→ **EXERCISE OBJECTIVE**
Copy the records below verbatim, omitting the pictures from your answer.

→ **EXERCISE INPUT**
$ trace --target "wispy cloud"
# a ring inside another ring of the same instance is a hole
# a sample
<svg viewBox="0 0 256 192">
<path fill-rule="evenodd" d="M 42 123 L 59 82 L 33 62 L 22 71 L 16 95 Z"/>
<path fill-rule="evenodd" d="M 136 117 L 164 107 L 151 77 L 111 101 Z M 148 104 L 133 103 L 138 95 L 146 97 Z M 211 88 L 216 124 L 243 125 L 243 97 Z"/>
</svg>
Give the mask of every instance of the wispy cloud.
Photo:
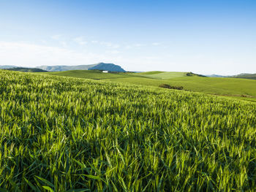
<svg viewBox="0 0 256 192">
<path fill-rule="evenodd" d="M 73 39 L 73 41 L 75 42 L 76 43 L 83 45 L 87 44 L 88 42 L 84 39 L 83 37 L 78 37 Z"/>
<path fill-rule="evenodd" d="M 159 42 L 153 42 L 152 43 L 152 45 L 154 45 L 154 46 L 157 46 L 157 45 L 161 45 L 161 43 L 159 43 Z"/>
<path fill-rule="evenodd" d="M 66 47 L 35 45 L 26 42 L 0 42 L 0 64 L 37 66 L 40 65 L 91 64 L 99 61 L 121 63 L 118 50 L 91 53 Z M 115 57 L 113 54 L 116 54 Z"/>
</svg>

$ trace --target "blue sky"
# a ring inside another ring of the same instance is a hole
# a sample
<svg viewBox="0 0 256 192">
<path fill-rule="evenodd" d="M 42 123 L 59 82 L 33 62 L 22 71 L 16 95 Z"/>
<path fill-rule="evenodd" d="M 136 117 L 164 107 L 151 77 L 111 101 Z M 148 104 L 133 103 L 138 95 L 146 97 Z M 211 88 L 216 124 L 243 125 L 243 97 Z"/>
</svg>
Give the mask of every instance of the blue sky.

→ **TASK SOLUTION**
$ trace --target "wispy cloud"
# a ring inside another ring of the same instance is a hole
# a sample
<svg viewBox="0 0 256 192">
<path fill-rule="evenodd" d="M 42 123 L 59 82 L 33 62 L 22 71 L 16 95 Z"/>
<path fill-rule="evenodd" d="M 136 117 L 164 107 L 151 77 L 111 101 Z M 148 104 L 133 103 L 138 95 L 146 97 Z M 211 88 L 216 124 L 243 125 L 243 97 Z"/>
</svg>
Give the mask of every instance of the wispy cloud.
Photo:
<svg viewBox="0 0 256 192">
<path fill-rule="evenodd" d="M 73 39 L 73 41 L 75 42 L 76 43 L 83 45 L 87 44 L 88 42 L 84 39 L 83 37 L 78 37 Z"/>
<path fill-rule="evenodd" d="M 159 42 L 153 42 L 152 43 L 152 45 L 154 45 L 154 46 L 157 46 L 157 45 L 161 45 L 161 43 L 159 43 Z"/>
<path fill-rule="evenodd" d="M 66 47 L 35 45 L 26 42 L 0 42 L 0 64 L 37 66 L 40 65 L 91 64 L 99 61 L 121 63 L 118 50 L 91 53 Z M 115 57 L 113 54 L 116 54 Z"/>
</svg>

$ trace --target "blue sky"
# a ring inside another ring of the same instance is a hole
# a sample
<svg viewBox="0 0 256 192">
<path fill-rule="evenodd" d="M 42 123 L 59 82 L 33 62 L 22 71 L 16 95 Z"/>
<path fill-rule="evenodd" d="M 136 117 L 164 107 L 151 77 L 111 101 Z M 148 104 L 133 103 L 138 95 L 146 97 Z M 211 88 L 216 124 L 243 125 L 243 97 Z"/>
</svg>
Give the mask of every instance of the blue sky.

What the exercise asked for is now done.